Music Seen as Instrument for Stimulating Brain Areas

By JANE E. ALLEN  The Associated Press Fort Worth Star-Telegram               November 22, 1998

LOS ANGELES — Rhythm, melody and harmony stimulate several areas of the brain, suggesting that music could be used to help repair everything from damaged speech to damaged creations, researchers say. Classical music training may also enlarge parts of the brain, researchers said recently at the Society for Neuroscience annual meeting.

Scientists have long wanted to know how the brain responds to sound and rhythm, how musical studies affect brain wiring and how the brains of the musically talented differ from those of the nonmusical. “Undeniably, there is a biology of music,” said Dr. Mark Jude Tramo, a neurobiologist at Harvard University Medical School. “Music is biologically part of human life, as music is artistically a part of human life.” Dr. Gotffried Schlaug of Beth Israel Deaconess Medical Center in Boston reported that the cerebellum is larger in classically trained male musicians than in men who don’t play a musical instrument.

Schlaug and fellow researchers used magnetic resonance imaging to compare the brains of 32 right-handed musicians with 24 right-handed men who did not play instruments. They found a 5 percent difference in the volume of the cerebellum. “Finding evidence like this is sort of remarkable. The structure seems to adapt” to early years of training and practice, Schlaug said. “Musicians are not just born with these differences.” There were no similar findings in women, though only a small number were studied.

Anne Blood, a researcher in neuropsychology at the Montreal Neurological Institute and McGill University in Canada, examined emotional responses to music among those with untrained ears. Brain imaging scans showed that different regions of the brain respond to pleasant, harmonious musical sounds and to musical sounds that clash, she said. And brain regions that turned on during emotional responses to music were different from those previously observed. As the music increased in unpleasantness, an area on the right side of the brain important to emotion — the parahippocampal gyrus — became active. On the other hand, as the music increased in pleasantness, other areas on the left and right side that control emotions activated. “Some day this research will help us to understand how different types of music can help in different kinds of neurological disorders,” Blood said.

In another study, Lawrence Parsons and colleagues at the University of Texas in San Antonio found that an area on the right side of the brain interprets written musical notes and passages. This corresponds to an area in the left brain known to interpret written letters and words. Eight right-handed faculty conductors were scanned as they read and listened to the score of an unfamiliar Bach chorale. They were instructed to point out errors in rhythm, harmony or melody. “All three tasks activated both left and right brain areas,” Parsons said. All three elements also strongly activated the cerebellum — a small region of the brain responsible for posture, balance, coordination and fine motor movements.

Parsons said the understanding of links between musical language and spoken language could help in speech and language rehabilitation. Doctors already use a technique called melodic intonation therapy that teaches stroke patients to sing rather than speak what they want to convey. In some cases they can recover their speech.

- [DATA SUPPLIED]

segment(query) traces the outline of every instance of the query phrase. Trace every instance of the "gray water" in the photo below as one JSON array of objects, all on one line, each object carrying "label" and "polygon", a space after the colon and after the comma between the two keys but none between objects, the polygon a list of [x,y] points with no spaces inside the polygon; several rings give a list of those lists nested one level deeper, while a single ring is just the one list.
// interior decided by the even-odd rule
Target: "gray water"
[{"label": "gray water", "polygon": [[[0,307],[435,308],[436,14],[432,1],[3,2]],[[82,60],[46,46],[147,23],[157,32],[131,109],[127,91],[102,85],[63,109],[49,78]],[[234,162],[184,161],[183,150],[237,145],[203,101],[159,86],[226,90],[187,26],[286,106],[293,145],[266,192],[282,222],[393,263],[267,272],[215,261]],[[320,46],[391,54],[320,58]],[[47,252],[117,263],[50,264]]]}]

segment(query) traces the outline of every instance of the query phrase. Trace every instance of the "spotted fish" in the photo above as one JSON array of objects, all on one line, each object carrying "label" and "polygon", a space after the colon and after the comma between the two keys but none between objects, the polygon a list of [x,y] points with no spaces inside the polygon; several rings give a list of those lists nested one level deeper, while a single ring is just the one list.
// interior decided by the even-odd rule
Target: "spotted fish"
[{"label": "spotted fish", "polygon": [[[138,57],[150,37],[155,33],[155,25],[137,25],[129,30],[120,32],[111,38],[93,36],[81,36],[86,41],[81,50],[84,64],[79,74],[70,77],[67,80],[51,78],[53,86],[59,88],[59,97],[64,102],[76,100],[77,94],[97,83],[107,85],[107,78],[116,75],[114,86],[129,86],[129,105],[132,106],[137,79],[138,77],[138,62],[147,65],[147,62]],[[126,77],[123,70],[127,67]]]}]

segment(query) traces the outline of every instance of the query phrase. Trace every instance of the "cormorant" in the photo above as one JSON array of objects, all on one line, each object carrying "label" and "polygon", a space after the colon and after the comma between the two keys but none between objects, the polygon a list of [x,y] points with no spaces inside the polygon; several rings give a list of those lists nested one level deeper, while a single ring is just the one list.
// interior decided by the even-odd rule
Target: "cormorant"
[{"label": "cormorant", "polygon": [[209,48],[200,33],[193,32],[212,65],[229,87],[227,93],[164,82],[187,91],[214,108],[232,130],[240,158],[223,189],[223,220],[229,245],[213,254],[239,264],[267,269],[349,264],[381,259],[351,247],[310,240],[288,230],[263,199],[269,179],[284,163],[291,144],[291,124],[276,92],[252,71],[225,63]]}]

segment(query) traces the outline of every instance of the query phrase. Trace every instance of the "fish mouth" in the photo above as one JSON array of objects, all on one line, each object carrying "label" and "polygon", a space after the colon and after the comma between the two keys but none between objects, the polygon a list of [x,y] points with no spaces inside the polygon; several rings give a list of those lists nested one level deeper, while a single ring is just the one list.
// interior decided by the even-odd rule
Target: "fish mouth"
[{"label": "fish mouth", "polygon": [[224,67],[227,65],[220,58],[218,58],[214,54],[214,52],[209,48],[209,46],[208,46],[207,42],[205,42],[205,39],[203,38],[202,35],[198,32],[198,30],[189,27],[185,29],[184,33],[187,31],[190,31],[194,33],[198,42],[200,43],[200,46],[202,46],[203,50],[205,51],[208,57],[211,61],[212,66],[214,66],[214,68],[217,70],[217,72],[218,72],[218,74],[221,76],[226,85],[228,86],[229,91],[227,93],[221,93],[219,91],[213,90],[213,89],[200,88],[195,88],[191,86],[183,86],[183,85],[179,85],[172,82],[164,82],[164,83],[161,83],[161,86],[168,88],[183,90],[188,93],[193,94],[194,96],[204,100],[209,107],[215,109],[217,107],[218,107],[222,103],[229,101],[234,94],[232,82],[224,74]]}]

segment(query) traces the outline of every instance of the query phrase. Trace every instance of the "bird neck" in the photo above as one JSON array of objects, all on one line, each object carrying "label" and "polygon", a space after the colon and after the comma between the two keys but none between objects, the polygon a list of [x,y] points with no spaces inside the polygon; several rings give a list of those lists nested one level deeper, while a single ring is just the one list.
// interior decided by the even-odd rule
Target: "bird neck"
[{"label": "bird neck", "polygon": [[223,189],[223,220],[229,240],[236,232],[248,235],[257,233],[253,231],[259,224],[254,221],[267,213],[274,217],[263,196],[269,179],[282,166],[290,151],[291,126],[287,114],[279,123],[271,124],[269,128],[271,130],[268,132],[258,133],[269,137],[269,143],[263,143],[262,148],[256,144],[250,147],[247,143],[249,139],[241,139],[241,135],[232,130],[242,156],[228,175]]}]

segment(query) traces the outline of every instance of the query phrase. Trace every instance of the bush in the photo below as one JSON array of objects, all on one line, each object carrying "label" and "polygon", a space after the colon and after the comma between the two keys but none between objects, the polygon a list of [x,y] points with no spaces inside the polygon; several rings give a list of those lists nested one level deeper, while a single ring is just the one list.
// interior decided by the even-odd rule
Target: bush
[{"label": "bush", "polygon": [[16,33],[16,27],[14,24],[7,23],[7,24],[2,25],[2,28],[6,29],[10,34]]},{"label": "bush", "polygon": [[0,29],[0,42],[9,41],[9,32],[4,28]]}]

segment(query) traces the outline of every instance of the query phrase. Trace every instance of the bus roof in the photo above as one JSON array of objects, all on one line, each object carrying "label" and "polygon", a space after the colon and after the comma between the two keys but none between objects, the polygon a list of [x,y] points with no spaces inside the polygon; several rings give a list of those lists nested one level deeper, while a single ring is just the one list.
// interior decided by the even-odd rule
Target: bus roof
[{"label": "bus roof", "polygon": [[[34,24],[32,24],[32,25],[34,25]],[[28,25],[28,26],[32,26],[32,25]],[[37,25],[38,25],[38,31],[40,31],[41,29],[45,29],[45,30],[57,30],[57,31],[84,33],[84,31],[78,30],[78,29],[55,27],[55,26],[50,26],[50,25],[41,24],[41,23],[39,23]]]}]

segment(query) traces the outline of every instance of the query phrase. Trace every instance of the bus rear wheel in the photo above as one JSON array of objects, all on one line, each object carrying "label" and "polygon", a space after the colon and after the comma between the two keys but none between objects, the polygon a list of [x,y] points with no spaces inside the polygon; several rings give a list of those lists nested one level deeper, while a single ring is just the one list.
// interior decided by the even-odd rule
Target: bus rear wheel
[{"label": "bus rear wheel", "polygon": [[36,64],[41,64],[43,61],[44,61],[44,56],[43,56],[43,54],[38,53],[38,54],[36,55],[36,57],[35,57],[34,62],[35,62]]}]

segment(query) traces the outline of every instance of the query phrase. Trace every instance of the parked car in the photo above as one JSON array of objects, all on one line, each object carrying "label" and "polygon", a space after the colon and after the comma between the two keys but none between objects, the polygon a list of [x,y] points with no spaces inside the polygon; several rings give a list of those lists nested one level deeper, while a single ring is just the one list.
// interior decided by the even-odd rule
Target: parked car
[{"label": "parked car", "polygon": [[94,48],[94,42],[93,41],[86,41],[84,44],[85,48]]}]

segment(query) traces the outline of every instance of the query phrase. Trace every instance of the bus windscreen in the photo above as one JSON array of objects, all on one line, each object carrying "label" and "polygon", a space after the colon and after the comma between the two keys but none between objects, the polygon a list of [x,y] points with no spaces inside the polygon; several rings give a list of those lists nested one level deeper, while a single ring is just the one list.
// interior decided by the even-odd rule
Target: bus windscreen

- [INSTRUCTIONS]
1. In the music and brain article, what percentage difference in cerebellum volume did the researchers find between the musicians and the men who did not play instruments?
2. Rewrite the paragraph of the music and brain article that begins "Anne Blood, a researcher in neuropsychology" as a shorter paragraph that keeps its main facts.
3. List every university, institute or medical center named in the music and brain article as a place where the researchers work.

- [SOLVED TASKS]
1. They found a 5 percent difference in cerebellum volume.

2. Anne Blood, a neuropsychology researcher at the Montreal Neurological Institute and McGill University, studied emotional responses to music in people with untrained ears. Brain scans showed that pleasant, harmonious sounds and clashing sounds engage different brain regions, and that these emotional-response regions differed from those seen before. Rising unpleasantness activated the parahippocampal gyrus on the right side, while rising pleasantness activated other emotion-controlling areas on both sides. Blood said the research may one day show how different types of music can help with different neurological disorders.

3.
- Harvard University Medical School
- Beth Israel Deaconess Medical Center in Boston
- Montreal Neurological Institute
- McGill University
- University of Texas in San Antonio